Write out the entire listing below word for word, leaving out the pictures.

==========

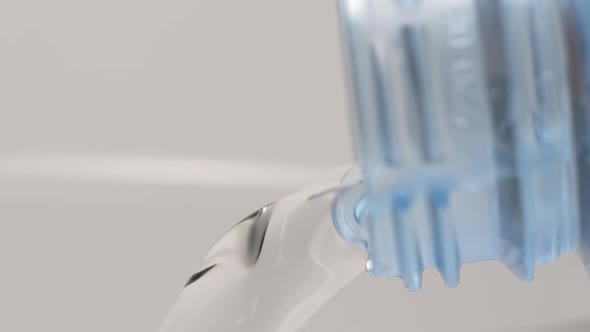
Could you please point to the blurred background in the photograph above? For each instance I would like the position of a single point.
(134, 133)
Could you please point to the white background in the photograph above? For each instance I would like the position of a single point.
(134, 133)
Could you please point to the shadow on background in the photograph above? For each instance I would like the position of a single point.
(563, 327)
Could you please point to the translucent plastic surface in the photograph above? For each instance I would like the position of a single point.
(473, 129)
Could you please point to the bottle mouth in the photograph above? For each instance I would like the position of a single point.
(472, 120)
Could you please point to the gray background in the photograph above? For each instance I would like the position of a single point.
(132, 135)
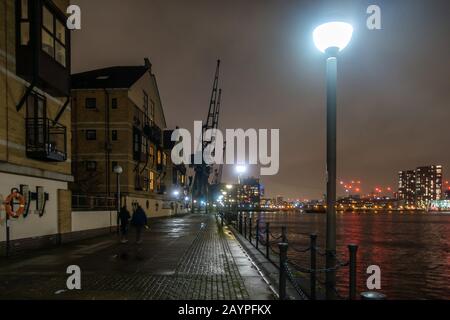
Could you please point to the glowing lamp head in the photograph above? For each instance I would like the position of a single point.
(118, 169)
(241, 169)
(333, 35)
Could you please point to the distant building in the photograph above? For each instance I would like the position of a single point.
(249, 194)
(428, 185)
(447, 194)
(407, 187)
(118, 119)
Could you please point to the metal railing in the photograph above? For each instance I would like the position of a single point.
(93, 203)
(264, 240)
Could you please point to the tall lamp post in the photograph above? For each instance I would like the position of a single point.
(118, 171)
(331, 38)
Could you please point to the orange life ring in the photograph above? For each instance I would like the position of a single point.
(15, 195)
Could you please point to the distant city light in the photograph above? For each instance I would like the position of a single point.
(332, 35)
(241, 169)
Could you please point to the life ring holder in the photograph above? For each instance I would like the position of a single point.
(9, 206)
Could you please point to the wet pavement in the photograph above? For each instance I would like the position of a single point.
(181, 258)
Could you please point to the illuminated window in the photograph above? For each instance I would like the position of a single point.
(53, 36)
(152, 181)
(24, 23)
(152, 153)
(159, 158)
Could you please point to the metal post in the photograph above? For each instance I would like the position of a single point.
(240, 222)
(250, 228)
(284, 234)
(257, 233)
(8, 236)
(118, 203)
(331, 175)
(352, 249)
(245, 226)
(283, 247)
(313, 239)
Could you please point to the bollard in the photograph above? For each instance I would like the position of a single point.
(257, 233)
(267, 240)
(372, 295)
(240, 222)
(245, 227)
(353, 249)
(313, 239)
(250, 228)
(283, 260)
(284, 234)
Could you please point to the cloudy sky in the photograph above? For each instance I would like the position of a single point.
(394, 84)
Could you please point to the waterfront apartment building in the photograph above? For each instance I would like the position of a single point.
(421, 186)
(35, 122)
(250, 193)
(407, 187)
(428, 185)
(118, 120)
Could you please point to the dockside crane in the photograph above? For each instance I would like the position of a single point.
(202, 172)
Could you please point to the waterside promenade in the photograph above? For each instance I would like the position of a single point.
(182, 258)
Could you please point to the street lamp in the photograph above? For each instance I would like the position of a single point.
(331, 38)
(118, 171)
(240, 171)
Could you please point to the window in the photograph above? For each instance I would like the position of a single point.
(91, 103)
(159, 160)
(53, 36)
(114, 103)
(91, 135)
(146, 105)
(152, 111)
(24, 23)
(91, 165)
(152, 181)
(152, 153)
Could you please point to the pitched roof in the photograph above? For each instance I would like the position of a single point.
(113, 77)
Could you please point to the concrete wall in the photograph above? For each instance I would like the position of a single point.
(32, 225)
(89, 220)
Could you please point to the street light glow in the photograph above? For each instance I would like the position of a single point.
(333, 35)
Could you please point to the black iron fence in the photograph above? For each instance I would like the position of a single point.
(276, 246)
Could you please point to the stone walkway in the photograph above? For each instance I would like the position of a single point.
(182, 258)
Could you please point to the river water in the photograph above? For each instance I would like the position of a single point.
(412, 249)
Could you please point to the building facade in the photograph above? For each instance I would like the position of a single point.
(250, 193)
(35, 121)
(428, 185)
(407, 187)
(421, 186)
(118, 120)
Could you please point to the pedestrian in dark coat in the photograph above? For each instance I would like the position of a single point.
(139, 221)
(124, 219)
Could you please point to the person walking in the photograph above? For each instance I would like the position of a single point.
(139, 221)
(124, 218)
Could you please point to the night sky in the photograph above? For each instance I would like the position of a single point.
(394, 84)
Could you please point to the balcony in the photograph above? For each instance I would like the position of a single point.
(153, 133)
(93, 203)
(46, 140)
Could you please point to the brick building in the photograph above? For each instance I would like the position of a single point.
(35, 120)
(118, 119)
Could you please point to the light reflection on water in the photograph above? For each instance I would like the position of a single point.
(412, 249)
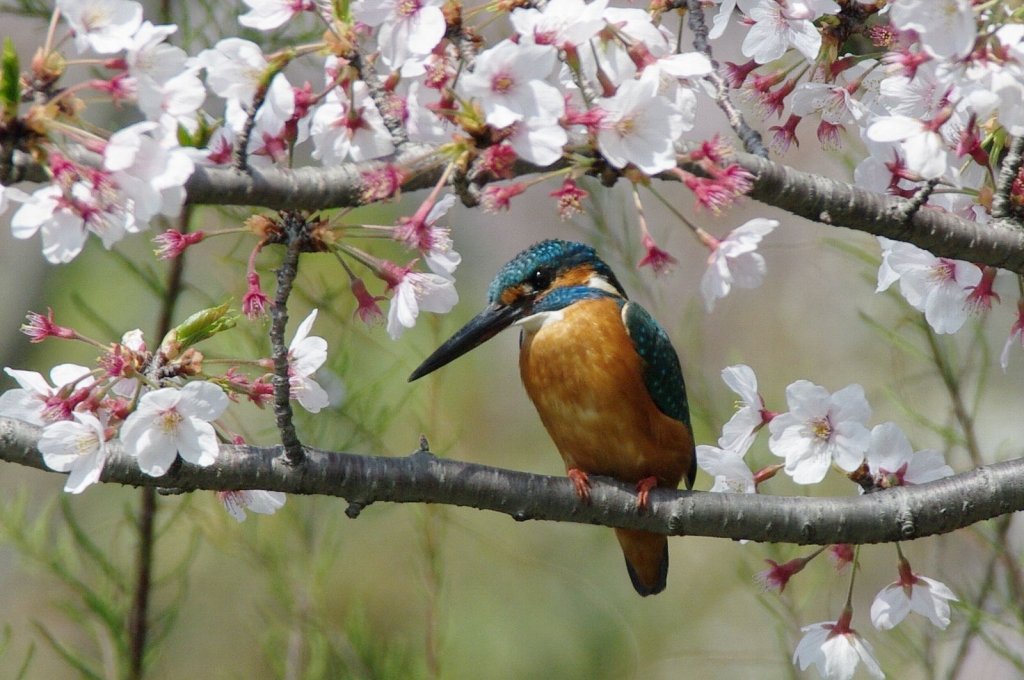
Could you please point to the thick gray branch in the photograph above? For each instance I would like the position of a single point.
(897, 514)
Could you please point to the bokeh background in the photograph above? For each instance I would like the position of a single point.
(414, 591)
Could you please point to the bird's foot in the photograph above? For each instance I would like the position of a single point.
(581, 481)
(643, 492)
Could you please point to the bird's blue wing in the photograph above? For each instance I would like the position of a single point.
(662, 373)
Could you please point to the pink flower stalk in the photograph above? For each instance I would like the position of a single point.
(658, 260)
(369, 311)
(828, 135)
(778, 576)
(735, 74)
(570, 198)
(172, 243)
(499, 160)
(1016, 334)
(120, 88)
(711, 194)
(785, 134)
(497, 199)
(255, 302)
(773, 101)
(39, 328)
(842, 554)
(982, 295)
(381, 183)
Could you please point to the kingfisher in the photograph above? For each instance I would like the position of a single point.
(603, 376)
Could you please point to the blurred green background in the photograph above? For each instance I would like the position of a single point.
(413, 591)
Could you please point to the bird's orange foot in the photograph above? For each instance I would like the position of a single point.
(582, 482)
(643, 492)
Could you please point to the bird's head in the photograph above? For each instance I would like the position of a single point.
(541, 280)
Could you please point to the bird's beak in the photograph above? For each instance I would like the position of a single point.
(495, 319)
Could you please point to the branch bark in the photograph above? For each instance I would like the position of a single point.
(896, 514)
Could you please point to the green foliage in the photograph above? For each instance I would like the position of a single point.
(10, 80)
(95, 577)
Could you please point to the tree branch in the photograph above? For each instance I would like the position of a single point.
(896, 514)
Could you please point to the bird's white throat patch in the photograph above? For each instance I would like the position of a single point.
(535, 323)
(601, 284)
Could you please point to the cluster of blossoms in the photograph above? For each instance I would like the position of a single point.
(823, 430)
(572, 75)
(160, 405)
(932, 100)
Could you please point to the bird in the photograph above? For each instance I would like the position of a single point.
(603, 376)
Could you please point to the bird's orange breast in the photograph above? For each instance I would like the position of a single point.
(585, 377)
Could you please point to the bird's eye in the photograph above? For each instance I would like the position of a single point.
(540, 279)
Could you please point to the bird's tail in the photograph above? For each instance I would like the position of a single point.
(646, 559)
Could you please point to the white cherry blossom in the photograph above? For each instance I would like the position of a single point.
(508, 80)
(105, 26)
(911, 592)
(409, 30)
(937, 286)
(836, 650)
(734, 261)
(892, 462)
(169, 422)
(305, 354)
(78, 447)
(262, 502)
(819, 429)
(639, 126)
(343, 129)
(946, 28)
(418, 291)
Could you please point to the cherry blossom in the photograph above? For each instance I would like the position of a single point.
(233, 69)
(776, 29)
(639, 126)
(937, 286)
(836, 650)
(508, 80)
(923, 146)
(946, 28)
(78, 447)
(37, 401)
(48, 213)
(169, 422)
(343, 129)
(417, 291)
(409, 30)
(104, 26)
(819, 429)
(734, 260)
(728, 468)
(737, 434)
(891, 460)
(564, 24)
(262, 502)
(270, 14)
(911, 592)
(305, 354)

==========

- Exercise response -
Could you please point to the blurred background in the photograph above? For each instance I would like the position of a single point.
(134, 133)
Could you please point to the white background in the photograph above? For each instance I would like the position of a single point.
(134, 133)
Could you please point to the shadow on background in the photograph above? For each instance I would like the position of a single point.
(563, 327)
Could you please point to the translucent plastic surface in the photograph above? For each instance I would like the position of a single point.
(473, 129)
Could you please point to the bottle mouth in the photograph above? For each instance I would like the position of a single point.
(472, 120)
Could you please point to the gray background in the photograph above? For each instance I would like the position of a single point.
(132, 135)
Could you please point to the glowing lamp head in the photograph above? For each instance I would like the position of a single point.
(118, 169)
(241, 169)
(333, 35)
Could you please point to the distant building in the photograph above? For each instance I would like the position of a single point.
(249, 194)
(428, 185)
(447, 194)
(407, 187)
(118, 119)
Could you please point to the metal railing in the photograph above? For each instance I would like the position of a single point.
(93, 203)
(264, 240)
Could you please point to the tall lamp post in the photograph above? For each instance I would like the position of a single point.
(118, 171)
(331, 38)
Could you please point to the orange life ring in the photograph above? For each instance I would like the position of a single point.
(15, 195)
Could you please point to the distant city light in the photograph above? For each instance I would like the position of a single point.
(332, 35)
(241, 169)
Could you please point to the life ring holder in the photograph above? For each instance I would like the position of a single point.
(9, 206)
Could you please point to the wet pavement in the photograph above? For each instance I would like the position of a single point.
(181, 258)
Could you please point to the illuminated window in the photograph above? For each instance I would like the position of a single point.
(53, 36)
(152, 181)
(24, 23)
(152, 153)
(159, 158)
Could you please point to the metal post in the photograph above? For each instance I would like the position of a single point.
(240, 222)
(250, 228)
(284, 234)
(257, 233)
(8, 236)
(118, 203)
(331, 175)
(352, 249)
(245, 226)
(283, 247)
(313, 239)
Could you please point to the bollard in the photograph above? For each instance I would like the position of a single point.
(257, 233)
(267, 240)
(372, 295)
(240, 222)
(245, 227)
(353, 249)
(313, 239)
(250, 228)
(283, 260)
(284, 234)
Could you please point to the cloudy sky in the photograph above? For each instance I would like the position of a single point.
(394, 84)
Could you please point to the waterfront apartment building in the photograph above? For each instance I would like the position of a single point.
(421, 186)
(35, 122)
(250, 193)
(407, 187)
(428, 185)
(118, 120)
Could you please point to the dockside crane in the photograph above? For each instance I would like the position of a single point.
(202, 172)
Could you please point to the waterside promenade in the photograph above? For each instance I would like the position of a single point.
(182, 258)
Could you please point to the street lamp in the photograph above? For each instance I would like the position of a single point.
(331, 38)
(118, 171)
(240, 171)
Could you please point to the window in the photograph above? For each instance I would like the position of a single point.
(91, 103)
(159, 160)
(53, 36)
(114, 103)
(91, 135)
(146, 105)
(152, 111)
(24, 23)
(91, 165)
(152, 181)
(152, 153)
Could you please point to the pitched roof in the photograph above? For each instance I would like the position of a single point.
(113, 77)
Could you please point to the concrete wall in the photograph above? For each instance I would like the position of a single point.
(32, 225)
(89, 220)
Could you please point to the street light glow in the photograph above? For each instance I would like the position of a single point.
(333, 35)
Could you please point to the black iron fence in the photograph above? For each instance I would like the position of a single point.
(276, 246)
Could you please point to the stone walkway in the photograph above? For each instance I would like the position of a single point.
(182, 258)
Could you please point to the river water in the photograph above? For each instance I would like the position of a single point.
(412, 249)
Could you please point to the building facade in the photograph above? For each instance I would like the position of a single point.
(250, 193)
(35, 121)
(428, 185)
(407, 187)
(421, 186)
(118, 120)
Could you please point to the pedestrian in dark coat in the photograph above? For each instance I would like the position of a single point.
(139, 221)
(124, 219)
Could you please point to the person walking in the photograph above? For each instance I would like the position of a single point.
(139, 221)
(124, 218)
Could you please point to the night sky in the photograph above? For each instance I would like the position of a single point.
(394, 84)
Could you please point to the balcony in the photograph above? For each instance I would like the position of a single point.
(153, 133)
(93, 203)
(46, 140)
Could you please point to the brick building in the photograph above? For each instance I would like the position of a single point.
(35, 120)
(118, 119)
Could you please point to the light reflection on water in the photograph above? For each instance I would like the position of a single point.
(412, 249)
Could you please point to the thick gray branch in the photograph above? For each instance I would like the position of a single point.
(897, 514)
Could you please point to the bokeh background in the photograph above? For each instance I would like the position of a single point.
(414, 591)
Could you please point to the bird's foot in the photograph above? For each instance I would like the position of a single point.
(581, 481)
(643, 492)
Could you please point to the bird's blue wing in the photograph above? For each instance I would like the position of a single point.
(662, 373)
Could you please point to the pink flower stalk in the photograph above? For each instance I would like the position of a single point.
(658, 260)
(369, 311)
(828, 135)
(778, 576)
(735, 74)
(570, 198)
(172, 243)
(499, 160)
(1016, 334)
(120, 88)
(711, 194)
(785, 134)
(497, 199)
(255, 302)
(773, 101)
(39, 328)
(842, 554)
(982, 295)
(381, 183)
Could you please point to the kingfisher in the photograph above? For each instance I would like the position of a single point.
(603, 376)
Could you please point to the blurred green background in the photograph above? For each instance I would like the position of a single point.
(413, 591)
Could you please point to the bird's orange foot in the photograph above? For each instance I would like the position of a single point.
(582, 482)
(643, 492)
Could you please point to the bird's head in the photograph above? For each instance I would like the position of a single point.
(541, 280)
Could you please point to the bird's beak in the photograph above? For each instance I would like the position of a single point.
(495, 319)
Could you please point to the branch bark in the photograph above? For each instance I would like the position of a single point.
(896, 514)
Could you please point to the green foliage in the photograph above? For each instance I would like the position of a single point.
(10, 80)
(95, 577)
Could you please point to the tree branch in the photograph above? For each instance I would like the position of a single point.
(896, 514)
Could you please point to the bird's white throat patch in the photograph above? For each instance I would like the position of a single point.
(535, 323)
(601, 284)
Could you please point to the cluster of blossoms in the photograph above? For each instance I would like the position of a single point.
(823, 430)
(572, 75)
(160, 405)
(932, 100)
Could you please point to the bird in the photograph above? For each instance I would like the position of a single point.
(603, 376)
Could you please point to the bird's orange breast in the photograph above? For each instance I would like the position of a single point.
(585, 377)
Could you please point to the bird's eye in the photograph above? For each instance I would like the position of a single point.
(540, 279)
Could you please point to the bird's tail in the photograph above? For each instance I would like the position of a single point.
(646, 559)
Could you please point to the white cherry blossom in the photograph above? For each instance I would like the position of a single point.
(508, 80)
(105, 26)
(911, 592)
(409, 30)
(937, 286)
(836, 650)
(734, 261)
(892, 462)
(169, 422)
(305, 354)
(78, 447)
(262, 502)
(819, 429)
(639, 126)
(343, 129)
(946, 28)
(418, 291)
Could you please point to the cherry blossom in the photograph above? For each instance I would like the position of a single point.
(233, 69)
(776, 29)
(639, 126)
(937, 286)
(836, 650)
(508, 80)
(923, 146)
(946, 28)
(78, 447)
(37, 401)
(48, 213)
(169, 422)
(343, 129)
(417, 291)
(409, 30)
(104, 26)
(819, 429)
(734, 260)
(728, 468)
(737, 434)
(891, 460)
(564, 24)
(262, 502)
(270, 14)
(911, 592)
(305, 354)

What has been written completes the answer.